# [Problem details]
Take the records below and set them down exactly, so that every line matches the original.

(Saved data entries)
==================================================

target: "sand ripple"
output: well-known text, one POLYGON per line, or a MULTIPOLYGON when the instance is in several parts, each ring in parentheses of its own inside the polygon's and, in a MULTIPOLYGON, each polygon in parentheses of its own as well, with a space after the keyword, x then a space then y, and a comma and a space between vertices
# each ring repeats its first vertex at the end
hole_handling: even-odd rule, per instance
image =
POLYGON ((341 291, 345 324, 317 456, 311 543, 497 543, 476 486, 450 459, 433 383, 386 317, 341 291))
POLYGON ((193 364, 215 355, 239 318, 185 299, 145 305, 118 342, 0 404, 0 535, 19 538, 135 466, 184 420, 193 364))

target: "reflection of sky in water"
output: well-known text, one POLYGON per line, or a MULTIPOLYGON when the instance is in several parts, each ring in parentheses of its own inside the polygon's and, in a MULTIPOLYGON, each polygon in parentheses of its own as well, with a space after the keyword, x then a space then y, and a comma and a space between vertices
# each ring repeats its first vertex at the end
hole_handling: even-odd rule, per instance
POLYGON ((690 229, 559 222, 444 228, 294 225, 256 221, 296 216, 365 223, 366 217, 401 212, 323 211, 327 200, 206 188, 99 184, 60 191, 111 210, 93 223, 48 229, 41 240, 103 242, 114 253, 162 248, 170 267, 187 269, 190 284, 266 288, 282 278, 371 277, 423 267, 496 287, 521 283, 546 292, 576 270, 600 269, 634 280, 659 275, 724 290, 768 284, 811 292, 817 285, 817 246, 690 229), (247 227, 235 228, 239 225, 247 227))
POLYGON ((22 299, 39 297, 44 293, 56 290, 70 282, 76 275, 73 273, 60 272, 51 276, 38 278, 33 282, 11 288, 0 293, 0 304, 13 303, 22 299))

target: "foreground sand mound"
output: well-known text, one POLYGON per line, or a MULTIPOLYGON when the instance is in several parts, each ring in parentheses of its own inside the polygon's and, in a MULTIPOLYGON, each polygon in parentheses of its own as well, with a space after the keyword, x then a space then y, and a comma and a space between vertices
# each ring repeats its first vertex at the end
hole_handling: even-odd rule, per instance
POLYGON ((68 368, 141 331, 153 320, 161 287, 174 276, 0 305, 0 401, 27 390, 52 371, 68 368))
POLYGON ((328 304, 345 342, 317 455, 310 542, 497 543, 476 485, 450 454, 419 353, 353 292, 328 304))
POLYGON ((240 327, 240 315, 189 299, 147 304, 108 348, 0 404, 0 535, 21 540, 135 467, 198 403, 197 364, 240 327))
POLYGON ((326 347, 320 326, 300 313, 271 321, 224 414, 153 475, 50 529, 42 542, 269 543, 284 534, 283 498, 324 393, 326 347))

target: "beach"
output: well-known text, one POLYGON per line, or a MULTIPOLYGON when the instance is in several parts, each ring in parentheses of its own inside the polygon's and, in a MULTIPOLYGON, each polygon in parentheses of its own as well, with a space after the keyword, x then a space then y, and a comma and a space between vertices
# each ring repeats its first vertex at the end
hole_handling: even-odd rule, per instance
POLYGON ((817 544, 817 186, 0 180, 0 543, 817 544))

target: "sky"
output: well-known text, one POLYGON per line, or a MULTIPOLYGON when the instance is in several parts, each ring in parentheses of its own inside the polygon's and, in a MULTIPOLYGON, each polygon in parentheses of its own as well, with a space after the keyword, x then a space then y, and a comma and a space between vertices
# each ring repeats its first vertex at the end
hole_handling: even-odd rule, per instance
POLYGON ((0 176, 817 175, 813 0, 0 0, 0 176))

==================================================

# [Result for this exercise]
target: "sand ripple"
output: well-known text, one POLYGON per line, or a MULTIPOLYGON when the instance is in several parts, each ring in parentheses of its own inside the polygon's and, in a MULTIPOLYGON, each polygon in parentheses of its own as well, with a space after the keyword, x then a space then y, and a comma and a space between vertices
# each ring repeats its first vertex at the end
hole_handling: even-odd rule, per instance
image =
POLYGON ((341 291, 345 324, 317 456, 311 543, 497 543, 476 486, 450 459, 433 383, 386 317, 341 291))
POLYGON ((193 364, 215 355, 239 318, 185 299, 145 305, 118 342, 0 404, 0 535, 19 538, 135 466, 184 420, 193 364))

target: "reflection of sky in water"
output: well-known text, one POLYGON per line, or a MULTIPOLYGON when the instance is in several parts, each ring in parentheses of its own inside the polygon's and, in a MULTIPOLYGON, each polygon in parentheses of its own as well, with a space after the keyword, x then a space then y, and a comma and a space between vertices
# each ring repeats its first vertex at the end
hole_handling: even-odd rule, per instance
POLYGON ((690 229, 559 222, 444 228, 294 225, 256 221, 296 216, 365 223, 366 217, 401 212, 323 211, 327 200, 206 188, 99 184, 60 191, 111 210, 93 223, 48 229, 41 240, 103 242, 114 253, 162 248, 170 267, 187 269, 190 284, 266 288, 282 278, 371 277, 423 267, 496 287, 521 283, 546 292, 576 270, 600 269, 634 280, 659 275, 724 290, 768 284, 811 292, 817 285, 817 246, 690 229), (247 227, 235 228, 239 225, 247 227))
POLYGON ((22 299, 39 297, 44 293, 56 290, 70 282, 76 275, 73 273, 60 272, 51 276, 38 278, 33 282, 11 288, 0 293, 0 304, 13 303, 22 299))

target: "foreground sand mound"
output: well-known text, one POLYGON per line, or a MULTIPOLYGON when the instance is in several parts, each ring in parentheses of its own inside the polygon's and, in a MULTIPOLYGON, each polygon in parentheses of its own as well, with a space after the keyword, x then a space then y, and a comma and a space between vertices
# each ring repeats its first vertex at the end
hole_handling: even-odd rule, per instance
POLYGON ((68 368, 141 331, 153 320, 161 287, 174 276, 0 305, 0 401, 27 390, 52 371, 68 368))
POLYGON ((328 304, 345 342, 317 455, 310 542, 497 543, 476 485, 450 454, 419 353, 353 292, 328 304))
POLYGON ((240 327, 240 315, 189 299, 147 304, 108 348, 0 404, 0 535, 21 540, 135 467, 198 403, 197 364, 240 327))
POLYGON ((326 347, 320 326, 300 313, 271 321, 224 414, 153 475, 50 529, 42 542, 269 543, 284 534, 283 498, 324 393, 326 347))

target: "beach"
output: well-known text, one POLYGON per line, or a MULTIPOLYGON when the instance is in several parts, each ring in parentheses of its own inside the polygon's and, in a MULTIPOLYGON, each polygon in parentheses of its own as well, with a space after the keyword, x then a space then y, and a comma and a space between vertices
# each ring repeats its first vertex at the end
hole_handling: even-odd rule, per instance
POLYGON ((817 544, 817 186, 0 180, 0 543, 817 544))

target: "sky"
output: well-known text, one POLYGON per line, or a MULTIPOLYGON when the instance is in several parts, each ring in parentheses of its own inside the polygon's and, in a MULTIPOLYGON, each polygon in parentheses of its own as well, with a space after the keyword, x then a space then y, and a comma and a space between vertices
# each ring repeats its first vertex at the end
hole_handling: even-odd rule, per instance
POLYGON ((0 176, 817 175, 813 0, 0 0, 0 176))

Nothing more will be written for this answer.